FIGS. 11 and 12 depict a top view representation of embodiments of
treatment of a hydrocarbon containing formation using an in situ
heat treatment process. In some embodiments, the hydrocarbon
containing formation is an oil shale formation. Heaters 212 may be
positioned in heater wells in portions of hydrocarbon layer 218
between first production well 206A and second productions wells
206B. Heaters 212 may surround first production well 206A. In some
embodiments, heaters 212 and/or production wells 206A, 206B may be
positioned substantially vertical in hydrocarbon layer 218.
Patterns of heater wells, such as triangles, squares, rectangles,
hexagons, and/or octagons may be used. In certain embodiments,
portions of hydrocarbon layer 218 that include heaters 212 and
production wells 206 may be surrounded by one or more perimeter
barriers, either naturally occurring (for example, overburden
and/or underburden) or installed (for example, barrier wells).
Selective amounts of heat may be provided to portions of the
treatment area as a function of the quality of formation fluid to
be produced from the first and/or second production wells. Amounts
of heat may be provided by varying the number and/or density of
heaters in the portions. The number and spacing of heaters may be
adjusted to obtain the formation fluid with the desired qualities
from first production well 206A and second production wells 206B.
In some embodiments, heaters 212 are spaced about 1.5 m from first
production well 206A.
Heaters 212 provide heat to a first portion of hydrocarbon layer
218 between heaters 212 and first production well 206A. An average
temperature in the first portion between heaters 212 and production
well 206A may range from about 200.degree. C. to about 250.degree.
C. or from about 220.degree. C. to about 240.degree. C. The
mobilized bitumen may be produced from production well 206A. In
some embodiments, production well 206A is a heater well. In some
embodiments, bitumen is produced from heaters 212 surrounding
production well 206A.
The produced bitumen may be treated at facilities at the production
site and/or transported to other treatment facilities. In some
embodiments, the temperature and pressure in the portion between
heaters 212 and production well 206A is sufficient to allow bitumen
entrained in the kerogen to flow out of the kerogen and move
towards first production well 206A. The temperature and pressure in
first production well 206A may be controlled to reduce the
viscosity of the bitumen to allow the bitumen to be produced as a
liquid.

_STORED ROWS_

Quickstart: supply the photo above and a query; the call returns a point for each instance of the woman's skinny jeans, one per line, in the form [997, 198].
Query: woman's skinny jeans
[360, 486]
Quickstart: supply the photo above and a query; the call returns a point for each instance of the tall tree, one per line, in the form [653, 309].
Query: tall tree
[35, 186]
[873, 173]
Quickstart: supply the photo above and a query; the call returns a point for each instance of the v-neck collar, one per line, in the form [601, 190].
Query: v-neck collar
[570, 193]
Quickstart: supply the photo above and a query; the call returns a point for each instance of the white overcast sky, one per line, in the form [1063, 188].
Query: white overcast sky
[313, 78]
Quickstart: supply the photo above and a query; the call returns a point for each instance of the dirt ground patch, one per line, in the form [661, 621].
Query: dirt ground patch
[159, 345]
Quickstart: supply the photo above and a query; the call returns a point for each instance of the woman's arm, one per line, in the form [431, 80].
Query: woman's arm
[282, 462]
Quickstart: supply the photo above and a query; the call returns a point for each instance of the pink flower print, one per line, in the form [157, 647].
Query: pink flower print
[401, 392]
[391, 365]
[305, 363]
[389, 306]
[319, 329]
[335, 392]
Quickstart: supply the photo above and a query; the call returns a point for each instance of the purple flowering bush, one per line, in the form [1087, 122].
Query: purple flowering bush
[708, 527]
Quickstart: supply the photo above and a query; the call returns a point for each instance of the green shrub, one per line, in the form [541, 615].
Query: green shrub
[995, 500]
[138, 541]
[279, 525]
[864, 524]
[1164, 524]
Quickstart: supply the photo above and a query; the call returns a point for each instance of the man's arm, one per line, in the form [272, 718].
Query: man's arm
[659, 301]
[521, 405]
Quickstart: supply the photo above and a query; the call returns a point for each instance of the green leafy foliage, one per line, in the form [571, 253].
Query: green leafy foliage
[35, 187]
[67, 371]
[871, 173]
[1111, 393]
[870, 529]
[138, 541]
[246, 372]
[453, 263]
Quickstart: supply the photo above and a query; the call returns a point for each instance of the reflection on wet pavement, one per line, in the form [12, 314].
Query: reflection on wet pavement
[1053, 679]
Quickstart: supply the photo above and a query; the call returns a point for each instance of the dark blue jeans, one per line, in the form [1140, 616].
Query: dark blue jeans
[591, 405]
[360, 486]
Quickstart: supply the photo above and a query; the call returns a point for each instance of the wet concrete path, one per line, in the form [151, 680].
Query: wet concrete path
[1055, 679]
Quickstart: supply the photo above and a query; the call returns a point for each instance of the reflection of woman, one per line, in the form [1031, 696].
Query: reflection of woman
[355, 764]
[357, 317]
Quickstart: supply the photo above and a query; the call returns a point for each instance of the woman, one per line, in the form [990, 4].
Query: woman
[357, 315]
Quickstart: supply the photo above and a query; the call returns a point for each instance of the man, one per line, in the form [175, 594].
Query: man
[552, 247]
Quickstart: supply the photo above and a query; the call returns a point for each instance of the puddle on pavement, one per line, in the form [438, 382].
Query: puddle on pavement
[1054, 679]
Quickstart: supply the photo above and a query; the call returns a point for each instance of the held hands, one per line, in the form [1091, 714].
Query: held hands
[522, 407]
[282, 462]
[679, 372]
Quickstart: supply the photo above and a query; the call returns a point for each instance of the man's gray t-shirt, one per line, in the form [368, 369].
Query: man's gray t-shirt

_SET TASKS_
- 1) From the in situ heat treatment passage, quote the stretch from "Patterns of heater" through "example, barrier wells).".
- 2) Answer these from the in situ heat treatment passage:
(a) In some embodiments, about how far are heaters 212 spaced from first production well 206A?
(b) What wider average temperature range is given for the first portion between heaters 212 and production well 206A?
(c) Which heater well patterns does the passage list?

_TASK ANSWERS_
- 1)
Patterns of heater wells, such as triangles, squares, rectangles,
hexagons, and/or octagons may be used. In certain embodiments,
portions of hydrocarbon layer 218 that include heaters 212 and
production wells 206 may be surrounded by one or more perimeter
barriers, either naturally occurring (for example, overburden
and/or underburden) or installed (for example, barrier wells).

- 2)
(a) About 1.5 m.
(b) From about 200 °C to about 250 °C.
(c) Triangles, squares, rectangles, hexagons, and/or octagons.